PAGINA -
++++++

La lettera testimoniava anche del suo contatto con il critico e regista americano Eric Bentley, con cui aveva parlato spesso di una possibile messinscena italiana degli ultimi lavori teatrali di Brecht, ostacolata da difficoltà pratiche, ma auspicata da aller Kulturleute Italiens. La risposta, positiva, è datata 18 luglio 1950 ed è firmata, su carta intestata del Berliner Ensemble, da Ilse Kasprowiak: vi era però richiesta un’ulteriore conferma di Einaudi, un lasciapassare che forse non fu concesso. Il quaderno VI, II semestre 1950 ,di «Botteghe Oscure» contiene una traduzione dell’opera, ma in francese, firmata da Jeanne Sterne (pp. 199-312).

Maggior successo ebbero le trattative condotte dall’editore Guanda nel 1954 con la Surkhamp per i diritti di Trommeln in der Nacht, in vista di un’antologia di dieci drammi dell’espressionismo tedesco ancora sconosciuti in Italia (Ugo Guanda a Suhrkamp, Parma, 19 giugno 1954, in BBA 788, Korrespondenz Suhrkamp Verlag 1954/33): Übersetzer wird Dott. Vito Pandolfi, der dem Autor schon bekannt ist: Traduttore sarà il dott. Vito Pandolfi, già noto all’Autore).

Traduzioni e interpretazioni dell’espressionismo tedesco (1947-1956)

Dopo la bocciatura della proposta di inserire opere teatrali nell’«Universale Einaudi», la traduzione di Hinkemann ossia Il Mutilato, di Toller, realizzata insieme a Laura Martucci Pandolfi, uscì su «Il Dramma» nel 1947. L’introduzione, Vita e morte del teatro tedesco espressionista, porta la significativa data 25 aprile 1945, e riprende un saggio pubblicato appena dopo la guerra su «Società» (Pandolfi 1945). L’analisi di Pandolfi è dedicata a mostrare, a fronte della deriva nazista, «l’esistenza di una Germania razionale, democratica, illuminista» (p. 6). È chiusa da una nota sulla difficoltà nel reperimento dei testi («In Italia è molto difficile poter leggere le principali opere del teatro espressionista. L’ho potuto fare solo nel giro di diversi anni, da un’occasione all’altra, e certo in modo incompleto») e sulla scarsa disponibilità di opere critiche: Pandolfi cita l’antologia Le théâtre allemand d’aujourd’hui, pubblicata da Gallimard nel 1934, e, per la Germania, Anarchia nel dramma di Bernhard Diebold (Diebhold 1921), Il mondo nel dramma di Alfred Kerr (Kerr 1917), mentre di Herbert Jhering si rammarica di aver potuto leggere solo Lotta per il teatro (Jhering 1922) – ragione per cui accorda al suo saggio un valore di sola «indicazione e segnalazione» (p. 29). Riterrà però valida la sostanza della sua analisi ancora nel 1953, inserendola, con poche variazioni, in Spettacolo del secolo, libro summa del suo pensiero teatrale (Pandolfi 1953).

++++++

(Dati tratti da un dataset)

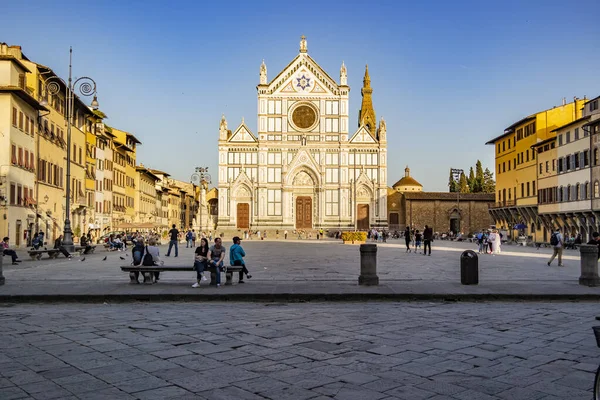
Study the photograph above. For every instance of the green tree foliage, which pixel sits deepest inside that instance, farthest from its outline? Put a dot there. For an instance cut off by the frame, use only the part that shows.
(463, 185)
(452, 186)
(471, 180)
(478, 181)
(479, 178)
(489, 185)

++++++

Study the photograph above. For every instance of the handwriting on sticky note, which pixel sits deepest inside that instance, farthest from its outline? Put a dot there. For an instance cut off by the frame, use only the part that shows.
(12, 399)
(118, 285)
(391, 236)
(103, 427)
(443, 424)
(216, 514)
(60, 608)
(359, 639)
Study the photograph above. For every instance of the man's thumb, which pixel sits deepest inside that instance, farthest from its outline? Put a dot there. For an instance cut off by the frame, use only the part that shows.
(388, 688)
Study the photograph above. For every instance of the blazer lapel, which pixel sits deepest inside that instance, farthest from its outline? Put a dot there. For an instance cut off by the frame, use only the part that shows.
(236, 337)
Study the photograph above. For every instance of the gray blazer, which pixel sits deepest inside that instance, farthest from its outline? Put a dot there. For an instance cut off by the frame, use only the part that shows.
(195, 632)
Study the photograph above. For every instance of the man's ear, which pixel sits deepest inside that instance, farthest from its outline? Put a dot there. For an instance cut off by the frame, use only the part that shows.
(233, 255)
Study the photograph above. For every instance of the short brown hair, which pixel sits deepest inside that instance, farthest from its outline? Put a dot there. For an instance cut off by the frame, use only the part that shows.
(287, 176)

++++++

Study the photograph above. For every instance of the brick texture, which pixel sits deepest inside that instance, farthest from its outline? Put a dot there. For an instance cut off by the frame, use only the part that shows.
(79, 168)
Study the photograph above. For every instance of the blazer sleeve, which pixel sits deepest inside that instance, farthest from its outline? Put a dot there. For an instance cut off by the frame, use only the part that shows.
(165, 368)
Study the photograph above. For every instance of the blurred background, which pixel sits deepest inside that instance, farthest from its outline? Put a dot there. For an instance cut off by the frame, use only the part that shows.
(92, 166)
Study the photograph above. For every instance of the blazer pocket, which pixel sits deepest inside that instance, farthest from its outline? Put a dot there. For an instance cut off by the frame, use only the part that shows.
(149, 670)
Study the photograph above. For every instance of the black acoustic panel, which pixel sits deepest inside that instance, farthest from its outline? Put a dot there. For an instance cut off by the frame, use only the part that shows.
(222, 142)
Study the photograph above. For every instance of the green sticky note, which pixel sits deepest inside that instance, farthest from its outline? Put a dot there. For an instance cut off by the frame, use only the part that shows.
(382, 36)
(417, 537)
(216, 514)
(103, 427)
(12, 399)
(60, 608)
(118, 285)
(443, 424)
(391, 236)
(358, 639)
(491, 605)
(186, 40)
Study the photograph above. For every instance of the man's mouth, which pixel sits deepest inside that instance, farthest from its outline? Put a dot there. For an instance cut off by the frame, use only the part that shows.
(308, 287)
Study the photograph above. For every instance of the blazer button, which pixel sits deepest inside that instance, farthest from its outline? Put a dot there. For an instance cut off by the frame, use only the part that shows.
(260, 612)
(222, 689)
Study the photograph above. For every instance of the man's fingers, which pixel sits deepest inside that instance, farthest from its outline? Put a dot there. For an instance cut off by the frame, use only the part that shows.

++++++

ISTRUZIONI DI LAVORO -
1 > Rispondi alle seguenti domande sulla pagina.
(a) Chi firma la risposta datata 18 luglio 1950?
(b) Su quale rivista uscì nel 1947 la traduzione di Hinkemann?
(c) Quale data porta l'introduzione Vita e morte del teatro tedesco espressionista?
2 > Restituisci senza alcuna modifica il passo della pagina che va da "La lettera testimoniava" fino a "Sterne (pp. 199-312).", compresi.

RISULTATI ATTESI -
1 >
(a) Ilse Kasprowiak, su carta intestata del Berliner Ensemble.
(b) Su «Il Dramma».
(c) Il 25 aprile 1945.

2 >
La lettera testimoniava anche del suo contatto con il critico e regista americano Eric Bentley, con cui aveva parlato spesso di una possibile messinscena italiana degli ultimi lavori teatrali di Brecht, ostacolata da difficoltà pratiche, ma auspicata da aller Kulturleute Italiens. La risposta, positiva, è datata 18 luglio 1950 ed è firmata, su carta intestata del Berliner Ensemble, da Ilse Kasprowiak: vi era però richiesta un’ulteriore conferma di Einaudi, un lasciapassare che forse non fu concesso. Il quaderno VI, II semestre 1950 ,di «Botteghe Oscure» contiene una traduzione dell’opera, ma in francese, firmata da Jeanne Sterne (pp. 199-312).